EXTRACTED TEXT Start Marker

After setting a record for the longest spaceflight by an American, NASA astronaut Mark Vande Hei landed in a remote part of Kazakhstan. The 355-day flight, which began April 9, 2021, beat the previous record of 340 days set by Scott Kelly back in 2016.
“Beautiful out here,” Vande Hei remarked about what appeared to be a sunny day in Khazakstan.
In a recent series of NASA videos before his departure from the International Space Station (ISS), Vande Hei said, “I’ve had an indoor job 24-7 for almost a year so I am looking forward to being outside no matter what kind of weather.”
NASA said Vande Hei’s spaceflight “will provide researchers the opportunity to observe the effects of long-duration spaceflight on humans.” Like Kelly, Vande Hei underwent medical testing during the flight. Vande Hei also took daily medication to help him cope with being in space for almost a full year.

EXTRACTED TEXT End Marker

» EXERCISE GOAL
List every passage that the article about Mark Vande Hei's spaceflight puts inside quotation marks. The material that follows comes from a different source than the article.

DATASET EXCERPTS Start Marker

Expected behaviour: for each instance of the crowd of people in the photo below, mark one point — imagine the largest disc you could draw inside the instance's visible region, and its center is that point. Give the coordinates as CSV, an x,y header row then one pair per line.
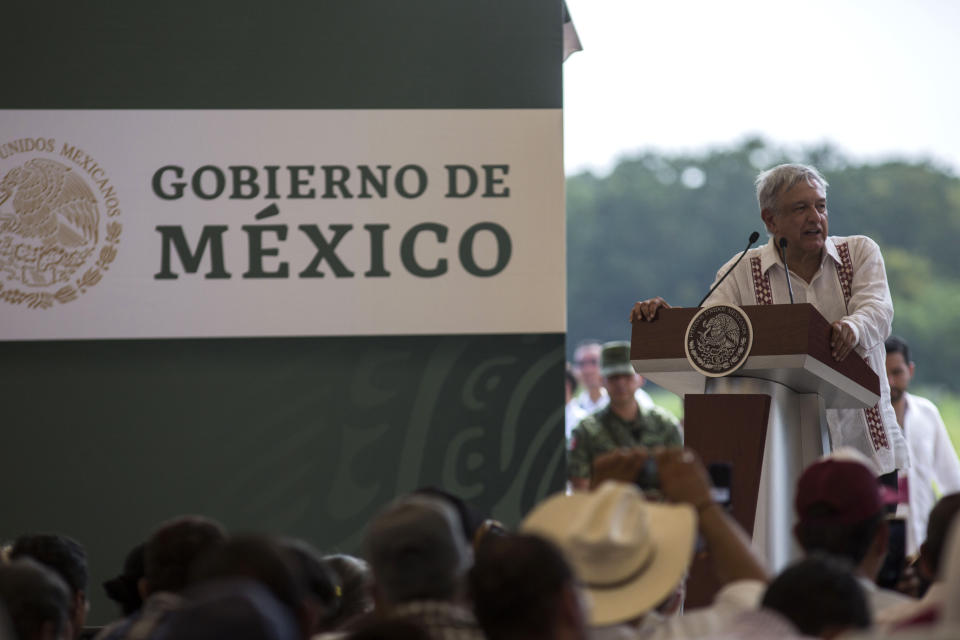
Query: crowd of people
x,y
608,561
611,556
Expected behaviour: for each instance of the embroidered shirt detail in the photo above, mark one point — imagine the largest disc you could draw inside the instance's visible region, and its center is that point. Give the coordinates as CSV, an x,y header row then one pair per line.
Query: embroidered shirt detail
x,y
875,425
761,283
845,271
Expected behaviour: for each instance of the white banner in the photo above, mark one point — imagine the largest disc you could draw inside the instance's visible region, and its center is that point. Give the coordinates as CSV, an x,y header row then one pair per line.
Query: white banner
x,y
152,224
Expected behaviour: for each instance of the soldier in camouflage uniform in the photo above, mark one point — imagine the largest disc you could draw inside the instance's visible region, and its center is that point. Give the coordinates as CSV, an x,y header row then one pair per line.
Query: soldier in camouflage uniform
x,y
622,423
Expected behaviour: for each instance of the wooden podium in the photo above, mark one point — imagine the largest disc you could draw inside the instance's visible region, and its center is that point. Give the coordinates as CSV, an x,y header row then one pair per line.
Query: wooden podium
x,y
767,419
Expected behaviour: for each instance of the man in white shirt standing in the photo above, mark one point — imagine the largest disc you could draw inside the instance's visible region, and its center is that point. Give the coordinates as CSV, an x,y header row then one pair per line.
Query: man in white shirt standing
x,y
933,460
843,277
586,359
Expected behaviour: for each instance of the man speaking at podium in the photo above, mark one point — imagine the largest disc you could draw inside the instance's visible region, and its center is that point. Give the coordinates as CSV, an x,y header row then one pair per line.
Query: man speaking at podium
x,y
843,277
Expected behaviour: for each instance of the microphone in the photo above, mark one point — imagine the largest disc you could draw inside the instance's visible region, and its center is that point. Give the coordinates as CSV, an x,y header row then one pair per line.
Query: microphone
x,y
783,256
753,238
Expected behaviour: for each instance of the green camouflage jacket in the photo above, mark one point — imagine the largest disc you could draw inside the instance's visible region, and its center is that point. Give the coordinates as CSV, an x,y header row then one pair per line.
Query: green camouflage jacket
x,y
604,431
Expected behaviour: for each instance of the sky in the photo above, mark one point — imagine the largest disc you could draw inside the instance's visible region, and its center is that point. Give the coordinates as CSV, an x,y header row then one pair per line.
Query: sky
x,y
877,78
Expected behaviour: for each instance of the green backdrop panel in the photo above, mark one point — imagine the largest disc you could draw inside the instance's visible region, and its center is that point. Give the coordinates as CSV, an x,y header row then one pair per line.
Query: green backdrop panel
x,y
102,440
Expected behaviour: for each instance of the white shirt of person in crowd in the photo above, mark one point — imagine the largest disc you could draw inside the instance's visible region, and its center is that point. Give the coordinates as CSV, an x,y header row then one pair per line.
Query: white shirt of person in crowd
x,y
933,461
866,308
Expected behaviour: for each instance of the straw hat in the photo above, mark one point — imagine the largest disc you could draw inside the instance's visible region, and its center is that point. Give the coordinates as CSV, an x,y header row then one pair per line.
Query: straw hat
x,y
629,554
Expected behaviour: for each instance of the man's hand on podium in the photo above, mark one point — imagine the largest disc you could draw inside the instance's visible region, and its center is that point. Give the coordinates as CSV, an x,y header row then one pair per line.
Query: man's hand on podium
x,y
842,340
647,309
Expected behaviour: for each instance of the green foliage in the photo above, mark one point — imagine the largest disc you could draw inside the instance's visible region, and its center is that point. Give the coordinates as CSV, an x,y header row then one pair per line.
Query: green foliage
x,y
662,224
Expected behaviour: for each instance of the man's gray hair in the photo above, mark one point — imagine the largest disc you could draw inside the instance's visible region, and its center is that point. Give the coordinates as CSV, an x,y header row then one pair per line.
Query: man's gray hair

DATASET EXCERPTS End Marker

» SOLUTION TO THE EXERCISE
- "Beautiful out here,"
- "I've had an indoor job 24-7 for almost a year so I am looking forward to being outside no matter what kind of weather."
- "will provide researchers the opportunity to observe the effects of long-duration spaceflight on humans."